◆ Directive
Output the lines as a JSON list of strings, one string per line with blank lines left out, starting at the first line and ending at the line that contains "positive clicks: (6, 170) (12, 138) (12, 158)", both ends included. Leave the pictures out of the answer.
**** The input ****
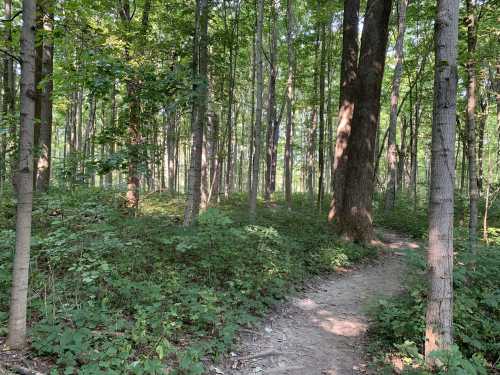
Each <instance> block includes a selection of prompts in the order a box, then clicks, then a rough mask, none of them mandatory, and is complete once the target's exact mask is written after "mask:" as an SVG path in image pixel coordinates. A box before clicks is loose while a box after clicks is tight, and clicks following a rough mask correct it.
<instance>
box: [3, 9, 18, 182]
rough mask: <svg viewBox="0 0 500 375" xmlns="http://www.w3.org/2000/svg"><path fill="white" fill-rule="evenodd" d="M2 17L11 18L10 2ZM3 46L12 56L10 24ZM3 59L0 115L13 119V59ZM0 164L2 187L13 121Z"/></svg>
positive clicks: (6, 170) (12, 138) (12, 158)
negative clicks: (0, 111)
mask: <svg viewBox="0 0 500 375" xmlns="http://www.w3.org/2000/svg"><path fill="white" fill-rule="evenodd" d="M4 17H5V19H10V18H11V17H12V0H5V1H4ZM3 38H4V43H5V44H4V45H5V49H6V51H7V52H8V53H9V54H12V22H6V23H5V24H4V34H3ZM4 55H5V56H4V58H3V99H2V115H3V118H9V116H10V117H11V118H13V116H14V111H15V100H16V99H15V88H14V87H15V82H14V81H15V75H14V59H13V58H12V57H11V56H9V55H8V54H4ZM0 138H1V148H0V151H1V155H0V158H1V163H2V165H1V166H0V168H1V170H0V173H1V176H0V186H3V183H4V182H5V181H6V179H7V176H8V174H9V173H8V172H7V169H8V167H9V166H8V165H7V156H8V155H10V154H14V152H12V153H11V150H12V151H13V149H14V148H15V139H16V123H15V121H11V123H10V126H9V132H8V133H7V134H3V135H2V136H1V137H0ZM10 159H11V160H10V163H9V164H10V173H11V174H13V173H14V169H15V165H14V163H15V158H14V157H11V158H10Z"/></svg>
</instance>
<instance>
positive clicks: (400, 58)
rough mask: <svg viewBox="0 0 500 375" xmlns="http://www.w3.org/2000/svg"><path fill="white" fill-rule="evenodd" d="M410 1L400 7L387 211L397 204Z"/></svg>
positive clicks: (388, 160) (387, 147) (399, 12)
mask: <svg viewBox="0 0 500 375" xmlns="http://www.w3.org/2000/svg"><path fill="white" fill-rule="evenodd" d="M407 5H408V0H400V1H399V6H398V37H397V39H396V67H395V68H394V76H393V78H392V92H391V114H390V120H389V139H388V144H387V167H388V170H387V174H388V175H389V182H388V184H387V191H386V195H385V209H386V211H389V210H392V209H393V208H394V204H395V202H396V184H397V182H396V178H397V169H396V168H397V157H398V154H397V150H396V130H397V124H398V102H399V87H400V84H401V76H402V75H403V50H404V35H405V30H406V7H407Z"/></svg>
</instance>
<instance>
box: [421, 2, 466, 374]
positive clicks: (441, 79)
mask: <svg viewBox="0 0 500 375" xmlns="http://www.w3.org/2000/svg"><path fill="white" fill-rule="evenodd" d="M458 5H459V3H458V1H456V0H438V2H437V9H436V23H435V41H436V43H435V76H434V113H433V124H432V156H431V157H432V162H431V163H432V164H431V186H430V200H429V248H428V253H427V254H428V255H427V262H428V270H429V285H430V291H429V294H428V303H427V316H426V331H425V358H426V362H427V363H428V364H429V365H431V366H432V365H434V363H435V360H434V359H433V358H432V357H431V356H430V355H429V354H430V353H431V352H433V351H435V350H442V349H448V348H449V347H450V345H451V344H452V341H453V338H452V317H453V314H452V307H453V190H454V178H455V160H454V150H455V126H456V90H457V43H458Z"/></svg>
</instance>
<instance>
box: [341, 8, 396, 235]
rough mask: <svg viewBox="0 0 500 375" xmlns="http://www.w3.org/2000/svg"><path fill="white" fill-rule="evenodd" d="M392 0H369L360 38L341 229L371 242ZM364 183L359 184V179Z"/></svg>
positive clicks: (347, 234)
mask: <svg viewBox="0 0 500 375" xmlns="http://www.w3.org/2000/svg"><path fill="white" fill-rule="evenodd" d="M391 5H392V1H391V0H387V1H379V0H368V2H367V5H366V13H365V21H364V22H365V23H364V27H363V34H362V37H361V52H360V59H359V66H358V72H359V73H358V80H359V81H358V88H359V91H358V93H357V95H356V101H355V109H354V114H353V119H352V129H351V135H350V137H349V147H348V149H347V157H348V160H349V165H348V169H347V173H346V176H345V186H344V203H343V210H342V212H341V214H340V217H339V224H340V230H341V232H342V233H344V234H345V235H347V236H348V237H350V238H352V239H354V240H357V241H361V242H367V241H370V240H371V239H372V238H373V236H374V234H373V221H372V195H373V170H374V146H375V137H376V133H377V127H378V123H379V115H380V92H381V88H382V78H383V75H384V65H385V53H386V47H387V39H388V26H389V16H390V13H391ZM361 181H362V182H363V183H360V182H361Z"/></svg>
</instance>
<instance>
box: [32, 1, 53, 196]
mask: <svg viewBox="0 0 500 375" xmlns="http://www.w3.org/2000/svg"><path fill="white" fill-rule="evenodd" d="M42 7H43V8H42V9H41V12H42V17H43V46H42V80H43V87H42V88H41V98H40V99H41V100H40V134H39V137H38V150H39V156H38V162H37V175H36V179H37V180H36V189H37V191H47V190H48V188H49V182H50V166H51V148H52V91H53V86H54V84H53V78H52V73H53V59H54V37H53V35H52V31H53V29H54V3H53V1H49V0H45V1H44V2H42Z"/></svg>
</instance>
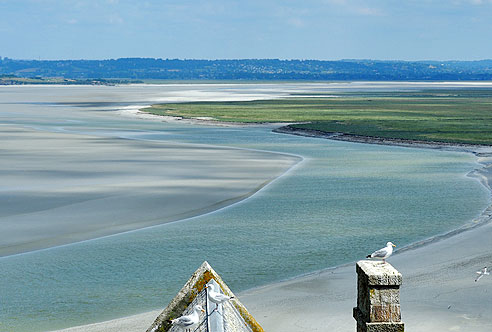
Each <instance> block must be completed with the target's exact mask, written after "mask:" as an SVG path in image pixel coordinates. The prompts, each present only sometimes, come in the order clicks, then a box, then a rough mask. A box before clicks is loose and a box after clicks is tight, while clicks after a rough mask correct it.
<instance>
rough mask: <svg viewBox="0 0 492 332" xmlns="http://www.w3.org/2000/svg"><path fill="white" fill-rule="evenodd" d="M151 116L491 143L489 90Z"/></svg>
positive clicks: (400, 96)
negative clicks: (160, 116)
mask: <svg viewBox="0 0 492 332" xmlns="http://www.w3.org/2000/svg"><path fill="white" fill-rule="evenodd" d="M144 111H146V112H149V113H152V114H156V115H169V116H178V117H183V118H197V119H203V118H206V119H212V120H215V121H222V122H239V123H260V122H261V123H265V122H286V123H292V122H297V123H301V122H302V123H303V124H291V125H289V126H290V127H291V128H299V129H309V130H318V131H323V132H337V133H345V134H352V135H361V136H369V137H382V138H394V139H405V140H420V141H436V142H448V143H449V142H451V143H466V144H486V145H492V90H491V89H457V90H426V91H412V92H371V93H368V92H364V93H337V94H336V95H335V94H329V93H326V94H325V93H321V94H315V95H313V94H310V95H309V96H308V95H303V94H295V95H292V96H291V97H289V98H285V99H276V100H257V101H242V102H191V103H175V104H158V105H153V106H152V107H150V108H146V109H144Z"/></svg>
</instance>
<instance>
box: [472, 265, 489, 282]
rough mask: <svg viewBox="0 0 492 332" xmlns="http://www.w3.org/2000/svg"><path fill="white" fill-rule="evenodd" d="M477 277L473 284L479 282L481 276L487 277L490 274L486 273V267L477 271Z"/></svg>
mask: <svg viewBox="0 0 492 332" xmlns="http://www.w3.org/2000/svg"><path fill="white" fill-rule="evenodd" d="M477 273H478V277H477V278H476V279H475V282H477V281H479V280H480V279H481V278H482V277H483V276H486V275H489V274H490V272H489V271H487V267H484V268H483V269H481V270H480V271H477Z"/></svg>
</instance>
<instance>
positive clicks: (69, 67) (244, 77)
mask: <svg viewBox="0 0 492 332" xmlns="http://www.w3.org/2000/svg"><path fill="white" fill-rule="evenodd" d="M0 75H15V76H17V77H26V78H35V77H40V78H45V77H61V78H67V79H93V78H100V79H109V78H122V79H138V80H142V79H166V80H197V79H202V80H371V81H382V80H390V81H394V80H456V81H460V80H492V60H480V61H415V62H409V61H377V60H339V61H320V60H278V59H246V60H179V59H153V58H123V59H116V60H113V59H111V60H14V59H9V58H1V57H0Z"/></svg>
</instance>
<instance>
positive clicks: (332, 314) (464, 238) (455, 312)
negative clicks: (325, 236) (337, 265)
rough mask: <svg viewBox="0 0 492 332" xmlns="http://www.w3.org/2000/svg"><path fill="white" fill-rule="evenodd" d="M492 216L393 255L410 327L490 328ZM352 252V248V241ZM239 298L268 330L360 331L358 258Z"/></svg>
mask: <svg viewBox="0 0 492 332" xmlns="http://www.w3.org/2000/svg"><path fill="white" fill-rule="evenodd" d="M479 161H480V162H481V163H482V164H483V165H484V168H483V169H481V170H480V171H479V173H480V175H481V176H482V180H484V181H487V182H488V184H490V183H492V155H491V154H490V153H489V154H487V153H482V155H481V157H479ZM491 217H492V208H490V207H489V208H488V209H487V210H486V211H484V213H483V214H482V215H481V216H480V217H479V218H477V219H476V220H480V221H481V224H480V225H479V226H477V227H471V228H468V229H467V230H466V231H462V232H457V233H455V234H453V235H452V236H444V237H438V238H437V239H436V240H435V241H430V242H428V243H426V244H425V245H418V246H414V247H413V248H411V249H408V250H401V251H400V252H397V253H396V254H395V255H394V256H392V257H391V258H390V259H389V261H390V262H391V264H392V265H393V266H394V267H395V268H397V269H398V270H399V271H400V272H401V273H402V274H403V285H402V288H401V306H402V320H403V321H404V323H405V327H406V330H409V331H419V332H431V331H466V332H478V331H488V330H492V321H491V320H490V313H491V312H492V301H490V294H492V277H490V276H486V277H484V278H482V279H481V280H480V281H479V282H474V279H475V277H476V274H475V271H477V270H480V269H481V268H482V267H483V266H492V241H491V240H490V239H492V223H491V222H490V221H491ZM382 245H384V244H382ZM375 249H378V248H375ZM347 250H351V245H350V243H347ZM361 259H362V257H361ZM239 297H240V298H241V301H242V302H243V303H244V304H245V305H246V307H247V308H248V310H249V311H250V312H251V313H252V314H253V316H254V317H255V318H256V319H257V320H258V322H259V323H260V324H261V325H262V326H263V327H264V328H265V330H266V331H270V332H276V331H283V332H289V331H292V332H294V331H296V332H297V331H325V330H326V327H327V326H330V327H331V329H332V330H333V331H341V332H345V331H346V332H349V331H350V332H351V331H355V320H354V319H353V318H352V307H354V306H355V305H356V274H355V262H353V263H350V264H347V265H344V266H341V267H337V268H333V269H328V270H325V271H321V272H317V273H313V274H310V275H307V276H303V277H299V278H295V279H292V280H288V281H284V282H279V283H275V284H271V285H268V286H264V287H260V288H256V289H252V290H249V291H245V292H242V293H240V294H239ZM165 305H166V304H163V307H164V306H165ZM158 313H159V311H153V312H147V313H143V314H140V315H135V316H131V317H125V318H122V319H116V320H111V321H107V322H102V323H96V324H91V325H85V326H81V327H73V328H69V329H66V330H63V332H82V331H88V332H112V331H123V330H124V331H128V332H137V331H138V332H141V331H145V330H146V328H147V327H148V326H149V324H150V323H151V322H152V321H153V319H154V318H155V317H156V314H158Z"/></svg>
****
◆ Solution
[
  "Each <instance> block includes a selection of prompts in the order a box, then clicks, then a rough mask, none of them mandatory, and is complete once the target's exact mask is written after \"mask:\" as an SVG path in image pixel coordinates. A box before clicks is loose while a box after clicks is tight, and clicks following a rough mask correct it.",
  "<instance>",
  "box: [3, 9, 18, 182]",
  "rough mask: <svg viewBox=\"0 0 500 375\" xmlns=\"http://www.w3.org/2000/svg\"><path fill=\"white\" fill-rule=\"evenodd\" d=\"M2 17L11 18L10 2ZM3 46L12 56L10 24ZM3 59L0 115L13 119V59ZM0 164L2 187L13 121Z\"/></svg>",
  "positive clicks: (6, 170) (12, 138) (12, 158)"
]